== EXTRACTED RECORDS

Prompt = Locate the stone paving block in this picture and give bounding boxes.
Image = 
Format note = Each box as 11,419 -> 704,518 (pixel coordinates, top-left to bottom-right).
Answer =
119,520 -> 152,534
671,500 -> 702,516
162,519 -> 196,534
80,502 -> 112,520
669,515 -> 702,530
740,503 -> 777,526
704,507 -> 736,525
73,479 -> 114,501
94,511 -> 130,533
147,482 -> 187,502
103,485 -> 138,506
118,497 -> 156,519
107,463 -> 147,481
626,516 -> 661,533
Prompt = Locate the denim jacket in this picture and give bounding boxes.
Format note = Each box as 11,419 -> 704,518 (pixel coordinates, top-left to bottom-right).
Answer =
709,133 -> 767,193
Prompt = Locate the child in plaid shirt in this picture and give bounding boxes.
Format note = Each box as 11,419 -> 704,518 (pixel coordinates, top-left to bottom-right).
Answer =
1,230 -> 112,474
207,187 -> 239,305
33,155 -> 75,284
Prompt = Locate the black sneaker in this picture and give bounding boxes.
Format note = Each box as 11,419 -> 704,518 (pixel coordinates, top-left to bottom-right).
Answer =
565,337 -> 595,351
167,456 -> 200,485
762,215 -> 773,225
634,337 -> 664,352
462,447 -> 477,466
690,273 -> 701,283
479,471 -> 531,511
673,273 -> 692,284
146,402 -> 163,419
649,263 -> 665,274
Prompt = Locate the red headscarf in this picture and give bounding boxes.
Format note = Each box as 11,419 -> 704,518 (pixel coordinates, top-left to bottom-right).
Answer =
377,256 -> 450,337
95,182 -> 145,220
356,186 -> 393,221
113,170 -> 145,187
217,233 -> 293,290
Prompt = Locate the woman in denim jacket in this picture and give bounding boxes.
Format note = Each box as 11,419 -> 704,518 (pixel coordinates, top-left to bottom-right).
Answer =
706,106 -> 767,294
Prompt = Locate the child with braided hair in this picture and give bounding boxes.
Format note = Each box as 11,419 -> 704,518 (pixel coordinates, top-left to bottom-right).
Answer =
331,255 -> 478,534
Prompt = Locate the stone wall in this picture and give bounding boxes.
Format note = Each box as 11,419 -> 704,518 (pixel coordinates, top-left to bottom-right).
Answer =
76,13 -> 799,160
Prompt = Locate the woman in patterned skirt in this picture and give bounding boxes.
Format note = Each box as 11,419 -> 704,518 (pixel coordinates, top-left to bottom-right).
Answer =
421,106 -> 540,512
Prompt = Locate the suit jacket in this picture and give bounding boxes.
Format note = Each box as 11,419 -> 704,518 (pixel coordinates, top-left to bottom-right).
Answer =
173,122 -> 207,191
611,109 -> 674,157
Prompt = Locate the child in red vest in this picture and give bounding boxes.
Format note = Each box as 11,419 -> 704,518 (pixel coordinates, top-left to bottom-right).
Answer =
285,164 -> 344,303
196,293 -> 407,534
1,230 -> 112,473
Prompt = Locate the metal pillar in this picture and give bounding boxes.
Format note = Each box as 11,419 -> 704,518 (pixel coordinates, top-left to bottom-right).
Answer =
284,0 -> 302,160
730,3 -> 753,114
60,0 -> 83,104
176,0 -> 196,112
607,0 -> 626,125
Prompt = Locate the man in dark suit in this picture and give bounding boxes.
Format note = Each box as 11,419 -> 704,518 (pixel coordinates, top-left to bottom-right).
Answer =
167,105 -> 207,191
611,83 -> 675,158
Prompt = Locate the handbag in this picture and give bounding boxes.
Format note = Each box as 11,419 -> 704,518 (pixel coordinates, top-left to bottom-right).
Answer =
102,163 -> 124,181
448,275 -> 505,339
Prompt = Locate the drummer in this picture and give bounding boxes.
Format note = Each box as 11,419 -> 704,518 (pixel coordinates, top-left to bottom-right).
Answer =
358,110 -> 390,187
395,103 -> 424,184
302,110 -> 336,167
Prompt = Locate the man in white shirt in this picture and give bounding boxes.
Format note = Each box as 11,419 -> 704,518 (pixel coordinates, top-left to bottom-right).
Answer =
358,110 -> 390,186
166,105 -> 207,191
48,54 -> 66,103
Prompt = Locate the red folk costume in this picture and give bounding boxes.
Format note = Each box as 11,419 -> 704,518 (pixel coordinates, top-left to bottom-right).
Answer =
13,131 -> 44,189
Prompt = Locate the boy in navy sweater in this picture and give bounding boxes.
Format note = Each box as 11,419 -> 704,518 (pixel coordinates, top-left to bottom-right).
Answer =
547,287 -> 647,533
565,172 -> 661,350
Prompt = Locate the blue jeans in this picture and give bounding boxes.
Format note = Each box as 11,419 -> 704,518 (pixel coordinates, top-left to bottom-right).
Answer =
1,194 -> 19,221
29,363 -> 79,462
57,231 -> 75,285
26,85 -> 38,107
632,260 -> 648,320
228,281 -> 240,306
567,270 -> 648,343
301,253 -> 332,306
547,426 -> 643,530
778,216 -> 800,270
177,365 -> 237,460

====

▶ [ASSIGNED TASK]: Lines with the word "jacket" in them: report all of these from the listing above.

▶ [EXERCISE RESPONSE]:
Prompt = Locate the denim jacket in this picture and give bounding boxes.
Prompt = Locate the woman in denim jacket in this picture and give bounding boxes.
Prompt = Locate the suit jacket in this picture and give bounding boxes.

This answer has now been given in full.